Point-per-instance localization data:
○ ○ ○
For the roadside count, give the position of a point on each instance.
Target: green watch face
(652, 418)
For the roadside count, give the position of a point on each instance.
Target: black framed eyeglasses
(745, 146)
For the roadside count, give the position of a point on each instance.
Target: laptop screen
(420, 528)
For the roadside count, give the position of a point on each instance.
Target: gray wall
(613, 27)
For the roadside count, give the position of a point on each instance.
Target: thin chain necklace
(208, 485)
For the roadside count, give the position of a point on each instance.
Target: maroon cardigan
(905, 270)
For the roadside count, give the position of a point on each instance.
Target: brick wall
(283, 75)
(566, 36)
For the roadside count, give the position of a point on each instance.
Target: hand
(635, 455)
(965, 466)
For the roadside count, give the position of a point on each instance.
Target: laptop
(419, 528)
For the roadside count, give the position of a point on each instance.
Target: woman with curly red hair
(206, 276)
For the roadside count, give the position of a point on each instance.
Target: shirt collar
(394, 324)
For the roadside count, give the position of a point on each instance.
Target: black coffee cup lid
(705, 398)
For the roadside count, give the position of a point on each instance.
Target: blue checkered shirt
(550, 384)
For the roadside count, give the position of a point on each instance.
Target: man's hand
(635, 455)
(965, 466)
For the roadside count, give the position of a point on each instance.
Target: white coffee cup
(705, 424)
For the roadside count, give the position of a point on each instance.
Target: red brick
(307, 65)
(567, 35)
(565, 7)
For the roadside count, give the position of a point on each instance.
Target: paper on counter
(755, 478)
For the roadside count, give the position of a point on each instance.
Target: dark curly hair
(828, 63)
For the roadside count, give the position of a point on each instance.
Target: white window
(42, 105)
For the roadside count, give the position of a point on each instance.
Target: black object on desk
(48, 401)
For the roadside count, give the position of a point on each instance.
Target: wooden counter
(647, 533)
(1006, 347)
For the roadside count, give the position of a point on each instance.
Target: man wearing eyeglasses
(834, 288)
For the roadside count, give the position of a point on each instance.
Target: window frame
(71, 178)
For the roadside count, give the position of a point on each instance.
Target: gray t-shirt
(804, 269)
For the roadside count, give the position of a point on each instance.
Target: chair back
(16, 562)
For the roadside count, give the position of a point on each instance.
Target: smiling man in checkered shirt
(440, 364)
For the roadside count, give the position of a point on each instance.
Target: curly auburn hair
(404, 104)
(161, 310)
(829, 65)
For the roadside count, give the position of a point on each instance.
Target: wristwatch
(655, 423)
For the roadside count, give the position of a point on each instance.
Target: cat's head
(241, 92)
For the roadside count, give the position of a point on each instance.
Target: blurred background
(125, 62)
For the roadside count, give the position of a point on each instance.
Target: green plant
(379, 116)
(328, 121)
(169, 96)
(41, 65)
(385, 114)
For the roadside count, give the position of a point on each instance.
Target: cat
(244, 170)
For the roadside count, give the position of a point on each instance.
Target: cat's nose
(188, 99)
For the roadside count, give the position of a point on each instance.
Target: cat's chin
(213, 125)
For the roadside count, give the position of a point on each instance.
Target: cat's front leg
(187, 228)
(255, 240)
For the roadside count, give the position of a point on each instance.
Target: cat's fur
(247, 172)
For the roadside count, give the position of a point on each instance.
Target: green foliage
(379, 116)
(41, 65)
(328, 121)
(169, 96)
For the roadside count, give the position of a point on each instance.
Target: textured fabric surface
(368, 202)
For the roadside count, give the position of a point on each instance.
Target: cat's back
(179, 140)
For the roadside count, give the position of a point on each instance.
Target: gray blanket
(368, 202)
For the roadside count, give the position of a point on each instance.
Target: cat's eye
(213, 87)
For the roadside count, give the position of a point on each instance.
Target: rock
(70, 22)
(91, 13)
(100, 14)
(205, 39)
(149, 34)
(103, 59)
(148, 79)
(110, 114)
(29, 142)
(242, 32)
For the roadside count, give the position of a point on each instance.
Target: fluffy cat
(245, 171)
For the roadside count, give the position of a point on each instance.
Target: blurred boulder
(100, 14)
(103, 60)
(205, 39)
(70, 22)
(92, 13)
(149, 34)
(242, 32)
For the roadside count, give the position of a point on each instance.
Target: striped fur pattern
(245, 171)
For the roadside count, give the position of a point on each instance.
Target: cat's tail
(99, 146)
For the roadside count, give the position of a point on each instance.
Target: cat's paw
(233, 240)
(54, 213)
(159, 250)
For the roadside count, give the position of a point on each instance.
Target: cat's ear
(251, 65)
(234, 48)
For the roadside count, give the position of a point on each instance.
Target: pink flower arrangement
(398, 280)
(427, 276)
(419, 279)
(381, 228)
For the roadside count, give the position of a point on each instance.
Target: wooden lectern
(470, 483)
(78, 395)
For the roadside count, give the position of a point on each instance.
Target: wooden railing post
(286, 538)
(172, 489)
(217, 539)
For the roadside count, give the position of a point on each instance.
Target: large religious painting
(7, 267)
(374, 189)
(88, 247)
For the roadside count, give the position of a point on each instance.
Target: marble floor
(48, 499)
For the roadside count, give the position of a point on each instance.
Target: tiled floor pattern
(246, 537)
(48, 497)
○ ○ ○
Exercise objective: Restate every line of the data above exactly as it was written.

Solved exercise:
For the roadside count, give the position of a point on each instance.
Target: green watch face
(652, 418)
For the roadside count, give the position of a point on each instance.
Target: black framed eyeglasses
(745, 146)
For the roadside count, give the position of a point on each instance.
Target: laptop screen
(420, 528)
For the roadside count, give the position of a point on each instance.
Target: gray wall
(613, 27)
For the roadside count, give the position of a point on each instance.
Target: thin chain necklace
(208, 485)
For the roadside count, give the position of a point on each instance.
Target: maroon cardigan
(905, 270)
For the roadside count, give the position of a point on each instance.
Target: brick wall
(283, 75)
(566, 36)
For the roadside count, give the position of a point on each instance.
Target: hand
(635, 455)
(965, 466)
For the roadside count, give the position of a point on each instance.
Target: laptop
(419, 528)
For the roadside count, give the position of a point on each instance.
Target: woman with curly red hair
(206, 276)
For the roadside count, give the position of a point on each instance.
Target: shirt collar
(394, 324)
For the roadside count, give the position of a point on each instance.
Target: black coffee cup lid
(705, 398)
For the roadside count, give the position of a point on each instance.
Target: blue checkered shirt
(550, 384)
For the roadside count, give the position of a point on each instance.
Target: man's hand
(635, 455)
(965, 466)
For the roadside count, give the position of a point on each instance.
Target: white coffee cup
(705, 424)
For the roadside count, give the position of a point on each instance.
Target: red brick
(307, 65)
(567, 35)
(565, 7)
For the roadside count, give the position of a point on each instance.
Target: paper on counter
(755, 478)
For the roadside count, give the position of a point on each instance.
Target: dark curly hair
(828, 63)
For the roadside count, give the position of a point on each instance.
Target: white window
(42, 105)
For the roadside count, give the position of a point on each instance.
Target: black object on desk
(48, 401)
For the roadside count, give the position of a point on each instance.
Target: wooden counter
(647, 533)
(1006, 347)
For the roadside count, give the position of a point on each instance.
Target: man wearing eyeglasses
(834, 288)
For the roadside count, give the position of a point on each instance.
Target: window frame
(71, 178)
For the roadside count, give the position of a point on each instance.
Target: gray t-shirt
(804, 269)
For the roadside count, give the position of a point on each instance.
Target: chair back
(16, 562)
For the roadside count, give the position of a point on each instance.
Target: smiling man in checkered shirt
(440, 364)
For the roadside count, give the position of a point on each instance.
Target: curly auburn hair
(404, 104)
(161, 310)
(829, 65)
For the roadside count, give the position of a point on each instance.
Target: wristwatch
(655, 423)
For the roadside count, give the position of a point on each instance.
Target: cat's head
(241, 92)
For the roadside count, give the position of a point on each instance.
Target: blurred background
(125, 62)
For the roadside count, give the position of a point on each instance.
Target: green plant
(379, 116)
(328, 121)
(169, 96)
(41, 65)
(385, 114)
For the roadside count, give the position of a point on each instance.
Target: cat
(244, 170)
For the roadside count, give the position of a point on each instance.
Target: cat's nose
(188, 99)
For the roadside count, give the position of a point on each instance.
Target: cat's chin
(213, 125)
For the roadside count, give the position of a point on each instance.
Target: cat's front leg
(187, 228)
(255, 240)
For the roadside count, give the position of a point on each instance.
Target: cat's fur
(247, 172)
For the roadside count, give the position of a point on each instance.
Target: green foliage
(379, 116)
(41, 65)
(328, 121)
(169, 96)
For the roadside count, give the position of a point on each instance.
Target: textured fabric surface
(368, 202)
For the roadside count, give the position of a point on each instance.
Target: cat's back
(179, 140)
For the roadside count, give the position of a point on each instance.
Target: gray blanket
(368, 202)
For the roadside count, give the position of a point on each instance.
Target: cat's eye
(213, 87)
For the roadside count, give the position of a point on each instance.
Target: rock
(70, 22)
(91, 13)
(100, 14)
(205, 39)
(149, 34)
(103, 59)
(148, 79)
(110, 114)
(29, 142)
(242, 32)
For the roadside count, give the position of a point on each instance.
Target: fluffy cat
(245, 171)
For the roadside count, give the position of a point on each instance.
Target: blurred boulder
(100, 14)
(103, 60)
(205, 39)
(70, 22)
(92, 13)
(149, 34)
(242, 32)
For the roadside count, give the position of a point on each instance.
Target: striped fur pattern
(245, 171)
For the roadside count, give the position of a point on each instance.
Target: cat's tail
(99, 146)
For the roadside count, give the position of a point on each instance.
Target: cat's paw
(233, 240)
(54, 213)
(159, 250)
For the roadside count, give the position of a point on each instance.
Target: cat's ear
(251, 65)
(234, 48)
For the roadside count, give the position of a point on each instance.
Target: pink flower arrangement
(398, 280)
(427, 276)
(419, 279)
(381, 228)
For the roadside count, give the position of a point on each instance.
Target: wooden lectern
(470, 483)
(78, 395)
For the roadside count, give the position of a point on each instance.
Target: wooden railing post
(286, 538)
(172, 489)
(217, 539)
For the roadside count, give the position of a point on each instance.
Target: large religious painting
(7, 267)
(374, 189)
(88, 247)
For the roadside count, give the position of a point on each instance.
Target: marble floor
(48, 499)
For the roadside count, give the position of a point on each instance.
Target: tiled floor pattern
(246, 537)
(48, 497)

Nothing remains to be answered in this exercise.